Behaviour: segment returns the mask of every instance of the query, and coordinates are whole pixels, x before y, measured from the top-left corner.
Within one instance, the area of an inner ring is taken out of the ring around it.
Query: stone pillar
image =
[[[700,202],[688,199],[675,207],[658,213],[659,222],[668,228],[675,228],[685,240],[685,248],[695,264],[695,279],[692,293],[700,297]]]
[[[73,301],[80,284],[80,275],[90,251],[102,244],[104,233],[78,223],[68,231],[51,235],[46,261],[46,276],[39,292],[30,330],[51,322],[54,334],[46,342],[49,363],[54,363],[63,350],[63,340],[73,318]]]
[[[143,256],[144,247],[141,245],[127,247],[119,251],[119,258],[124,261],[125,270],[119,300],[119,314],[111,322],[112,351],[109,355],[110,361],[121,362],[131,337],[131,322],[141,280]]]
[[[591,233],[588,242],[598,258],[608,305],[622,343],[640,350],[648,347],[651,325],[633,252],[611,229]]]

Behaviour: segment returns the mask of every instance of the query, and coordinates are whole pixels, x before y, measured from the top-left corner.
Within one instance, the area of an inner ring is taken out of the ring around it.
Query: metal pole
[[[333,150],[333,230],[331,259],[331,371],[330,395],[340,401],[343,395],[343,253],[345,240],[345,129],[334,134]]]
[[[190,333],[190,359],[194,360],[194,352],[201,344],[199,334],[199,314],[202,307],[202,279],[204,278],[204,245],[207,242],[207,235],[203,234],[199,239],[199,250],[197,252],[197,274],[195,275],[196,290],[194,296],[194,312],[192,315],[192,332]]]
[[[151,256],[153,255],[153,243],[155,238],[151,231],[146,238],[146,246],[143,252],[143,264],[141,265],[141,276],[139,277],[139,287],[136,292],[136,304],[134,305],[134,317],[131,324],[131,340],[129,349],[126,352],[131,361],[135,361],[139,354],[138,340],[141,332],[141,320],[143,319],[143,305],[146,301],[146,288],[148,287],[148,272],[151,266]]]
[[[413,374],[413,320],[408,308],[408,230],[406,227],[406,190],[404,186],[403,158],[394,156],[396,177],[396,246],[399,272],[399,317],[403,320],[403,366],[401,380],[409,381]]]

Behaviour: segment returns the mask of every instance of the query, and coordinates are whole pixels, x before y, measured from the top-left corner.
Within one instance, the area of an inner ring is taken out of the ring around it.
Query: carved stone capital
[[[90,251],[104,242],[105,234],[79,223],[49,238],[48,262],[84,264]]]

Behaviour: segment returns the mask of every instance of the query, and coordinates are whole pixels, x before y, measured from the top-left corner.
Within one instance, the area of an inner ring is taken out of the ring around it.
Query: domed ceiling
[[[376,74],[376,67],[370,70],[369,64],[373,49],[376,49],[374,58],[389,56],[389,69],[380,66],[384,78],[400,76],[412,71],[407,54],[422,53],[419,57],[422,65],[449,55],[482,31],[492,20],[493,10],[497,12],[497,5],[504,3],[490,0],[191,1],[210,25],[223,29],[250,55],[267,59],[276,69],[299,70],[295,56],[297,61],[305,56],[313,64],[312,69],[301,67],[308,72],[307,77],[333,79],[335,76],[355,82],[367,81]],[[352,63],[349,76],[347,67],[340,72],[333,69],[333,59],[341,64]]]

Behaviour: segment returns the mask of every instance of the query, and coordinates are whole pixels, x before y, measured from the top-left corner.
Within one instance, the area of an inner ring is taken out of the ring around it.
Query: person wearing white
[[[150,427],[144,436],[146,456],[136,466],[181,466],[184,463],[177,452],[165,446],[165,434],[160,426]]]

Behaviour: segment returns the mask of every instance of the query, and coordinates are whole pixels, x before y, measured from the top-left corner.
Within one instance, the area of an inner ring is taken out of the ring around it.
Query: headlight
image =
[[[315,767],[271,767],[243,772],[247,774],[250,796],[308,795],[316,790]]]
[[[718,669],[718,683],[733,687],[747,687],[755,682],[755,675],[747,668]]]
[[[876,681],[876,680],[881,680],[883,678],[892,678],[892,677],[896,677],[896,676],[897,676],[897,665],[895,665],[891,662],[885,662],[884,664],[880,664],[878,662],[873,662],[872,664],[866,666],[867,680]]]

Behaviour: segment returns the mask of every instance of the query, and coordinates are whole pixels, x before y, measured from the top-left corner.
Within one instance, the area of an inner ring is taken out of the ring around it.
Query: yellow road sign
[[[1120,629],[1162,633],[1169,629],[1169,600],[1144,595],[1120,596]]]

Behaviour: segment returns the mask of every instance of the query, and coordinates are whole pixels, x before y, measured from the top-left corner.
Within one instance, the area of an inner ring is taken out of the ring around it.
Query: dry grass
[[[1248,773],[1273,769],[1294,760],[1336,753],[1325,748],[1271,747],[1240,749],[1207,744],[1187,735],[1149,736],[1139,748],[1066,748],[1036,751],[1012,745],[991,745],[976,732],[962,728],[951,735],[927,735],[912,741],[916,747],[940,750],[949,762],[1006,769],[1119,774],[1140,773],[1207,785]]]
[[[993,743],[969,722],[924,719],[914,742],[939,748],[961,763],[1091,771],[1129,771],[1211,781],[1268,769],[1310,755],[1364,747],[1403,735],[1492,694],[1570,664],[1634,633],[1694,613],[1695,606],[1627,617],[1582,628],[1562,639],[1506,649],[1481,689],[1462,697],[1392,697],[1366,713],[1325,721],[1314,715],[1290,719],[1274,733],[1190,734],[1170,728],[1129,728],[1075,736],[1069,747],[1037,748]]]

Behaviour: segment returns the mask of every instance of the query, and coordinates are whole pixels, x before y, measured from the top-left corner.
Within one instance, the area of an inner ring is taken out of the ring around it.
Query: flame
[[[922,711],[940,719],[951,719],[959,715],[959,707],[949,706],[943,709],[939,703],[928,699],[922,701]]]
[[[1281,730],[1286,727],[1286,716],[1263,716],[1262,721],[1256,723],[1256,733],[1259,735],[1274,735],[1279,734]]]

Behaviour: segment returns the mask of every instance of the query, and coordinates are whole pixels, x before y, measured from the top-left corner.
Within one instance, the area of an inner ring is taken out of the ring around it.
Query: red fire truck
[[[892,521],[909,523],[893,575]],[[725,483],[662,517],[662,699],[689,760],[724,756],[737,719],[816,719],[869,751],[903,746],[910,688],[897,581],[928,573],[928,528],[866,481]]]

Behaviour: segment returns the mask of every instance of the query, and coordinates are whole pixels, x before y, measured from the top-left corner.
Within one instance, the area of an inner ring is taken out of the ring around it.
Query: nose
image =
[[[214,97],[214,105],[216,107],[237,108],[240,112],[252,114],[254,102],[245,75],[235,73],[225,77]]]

□ □ □ □ □

WORK INSTRUCTIONS
An exact transcription of every record above is required.

ANSWER SPACE
Behaviour: segment returns the mask of every instance of the query, and coordinates are whole pixels, x before y, measured from the top-left corner.
Within one instance, the area of an inner ring is taken out of the ring around it.
Query: stone pillar
image =
[[[700,202],[688,199],[675,207],[658,213],[659,222],[668,228],[675,228],[685,240],[685,248],[695,264],[695,279],[692,293],[700,297]]]
[[[73,301],[80,284],[80,275],[90,251],[102,244],[104,233],[78,223],[68,231],[51,235],[46,261],[46,276],[39,292],[30,330],[51,322],[54,334],[46,342],[49,363],[54,363],[63,350],[63,340],[73,318]]]
[[[143,256],[144,247],[141,245],[127,247],[119,251],[119,258],[124,261],[125,270],[119,300],[119,314],[111,322],[112,351],[109,355],[110,361],[121,362],[131,337],[131,322],[141,280]]]
[[[591,233],[588,242],[598,258],[608,305],[622,343],[640,350],[648,347],[651,325],[633,252],[611,229]]]

Behaviour: segment returns the mask of every instance of the query, and coordinates are whole pixels, x before y, measured from the top-left corner.
Within one instance, the area of an inner ring is taken out of the ring around it.
Query: metal pole
[[[333,150],[333,230],[331,259],[331,371],[330,395],[340,401],[343,395],[343,253],[345,240],[345,129],[334,134]]]
[[[190,333],[190,359],[194,360],[194,352],[201,344],[199,334],[199,314],[202,307],[202,279],[204,278],[204,245],[207,242],[207,235],[203,234],[199,239],[199,250],[197,252],[197,274],[195,275],[196,290],[194,296],[194,312],[192,315],[192,332]]]
[[[151,256],[153,255],[153,243],[155,238],[151,231],[146,238],[146,246],[143,252],[143,264],[141,265],[141,276],[139,277],[139,287],[136,292],[136,304],[134,305],[134,317],[131,324],[131,340],[129,349],[126,352],[131,361],[135,361],[139,354],[138,340],[141,332],[141,320],[143,319],[143,305],[146,301],[146,288],[148,287],[148,272],[151,266]]]
[[[413,374],[413,320],[408,308],[408,230],[406,227],[406,190],[404,186],[403,158],[394,156],[396,177],[396,246],[399,272],[399,317],[403,320],[403,366],[401,380],[409,381]]]

Behaviour: segment returns the mask of every instance of the query, and coordinates are whole pixels, x before y, measured from the top-left corner.
Within one instance, the area of an inner ring is taken out of the ring around it.
Query: carved stone capital
[[[90,251],[104,242],[105,234],[79,223],[49,238],[48,262],[84,264]]]

Behaviour: segment returns the mask of every instance of the query, and coordinates are whole pixels, x before y, measured from the top-left corner.
Within one instance, the area of an inner ring is taken out of the ring around it.
Query: domed ceiling
[[[376,74],[376,67],[370,70],[369,64],[373,49],[376,49],[374,58],[389,56],[389,69],[380,66],[384,78],[400,76],[412,71],[407,54],[422,53],[419,57],[422,65],[449,55],[482,31],[492,20],[493,10],[497,12],[497,5],[504,3],[490,0],[191,1],[210,25],[223,29],[250,55],[267,59],[276,69],[299,70],[295,56],[297,61],[305,56],[313,64],[312,69],[301,67],[308,72],[307,77],[333,79],[335,76],[355,82],[367,81]],[[352,63],[349,76],[347,67],[340,72],[333,69],[333,59],[341,64]]]

Behaviour: segment returns the mask of every instance of the query, and coordinates are whole pixels, x before y, measured from the top-left corner.
Within one instance, the area of an inner ring is taken out of the ring around it.
Query: person wearing white
[[[150,427],[144,436],[146,456],[136,466],[181,466],[184,463],[177,452],[165,446],[165,434],[160,426]]]

Behaviour: segment returns the mask of every instance of the query, and coordinates are whole pixels, x before y, measured from the top-left corner.
Within one instance, the area of an inner ring is taken out of the ring around it.
Query: headlight
image =
[[[315,767],[271,767],[243,772],[247,774],[250,796],[308,795],[316,790]]]
[[[718,669],[718,683],[733,687],[747,687],[755,682],[755,675],[747,668]]]
[[[876,681],[876,680],[881,680],[883,678],[892,678],[892,677],[896,677],[896,676],[897,676],[897,665],[895,665],[891,662],[885,662],[884,664],[880,664],[878,662],[873,662],[872,664],[866,666],[867,680]]]

Behaviour: segment returns the mask of every instance of the query, and coordinates are whole pixels, x before y, measured from the top-left corner.
Within one instance, the area of an inner ring is taken out of the ring around it.
Query: yellow road sign
[[[1120,629],[1162,633],[1169,629],[1169,600],[1144,595],[1120,596]]]

Behaviour: segment returns the mask of every instance of the query, and coordinates are whole pixels, x before y, measured from the top-left corner.
Within one instance, the area of an inner ring is taken out of the ring around it.
Query: dry grass
[[[1248,773],[1273,769],[1294,760],[1336,753],[1325,748],[1271,747],[1240,749],[1207,744],[1187,735],[1149,736],[1139,748],[1066,748],[1036,751],[1012,745],[991,745],[976,732],[962,728],[951,735],[927,735],[912,741],[916,747],[940,750],[949,762],[1006,769],[1119,774],[1140,773],[1207,785]]]
[[[993,743],[969,722],[924,719],[914,742],[939,748],[961,763],[1091,771],[1129,771],[1211,781],[1268,769],[1310,755],[1364,747],[1403,735],[1492,694],[1570,664],[1634,633],[1694,613],[1695,606],[1627,617],[1582,628],[1562,639],[1506,649],[1481,689],[1462,697],[1392,697],[1366,713],[1325,721],[1314,715],[1290,719],[1274,733],[1190,734],[1170,728],[1129,728],[1075,736],[1069,747],[1037,748]]]

Behaviour: segment returns the mask of every instance of the query, and coordinates are whole pixels, x before y, measured from the top-left corner.
Within one instance, the area of an inner ring is taken out of the ring around it.
Query: flame
[[[922,711],[940,719],[951,719],[959,715],[959,707],[949,706],[943,709],[939,703],[928,699],[922,701]]]
[[[1281,730],[1286,727],[1286,716],[1263,716],[1262,721],[1256,723],[1256,733],[1259,735],[1274,735],[1279,734]]]

Behaviour: segment returns the mask of every instance of the query, and coordinates are whole pixels, x before y, measured from the top-left corner.
Within one instance, the area of an inner ring is taken out of the ring around it.
Query: red fire truck
[[[892,521],[909,523],[893,575]],[[725,483],[662,517],[662,699],[689,760],[724,756],[737,719],[816,719],[869,751],[903,746],[910,688],[897,581],[928,573],[928,528],[866,481]]]

Behaviour: segment returns the mask of every instance of the query, and coordinates are whole pixels, x before y, measured from the top-left corner.
Within one instance, the area of an inner ring is taken out of the ring around it.
Query: nose
image =
[[[214,97],[214,105],[216,107],[237,108],[240,112],[252,114],[254,102],[245,75],[235,73],[225,77]]]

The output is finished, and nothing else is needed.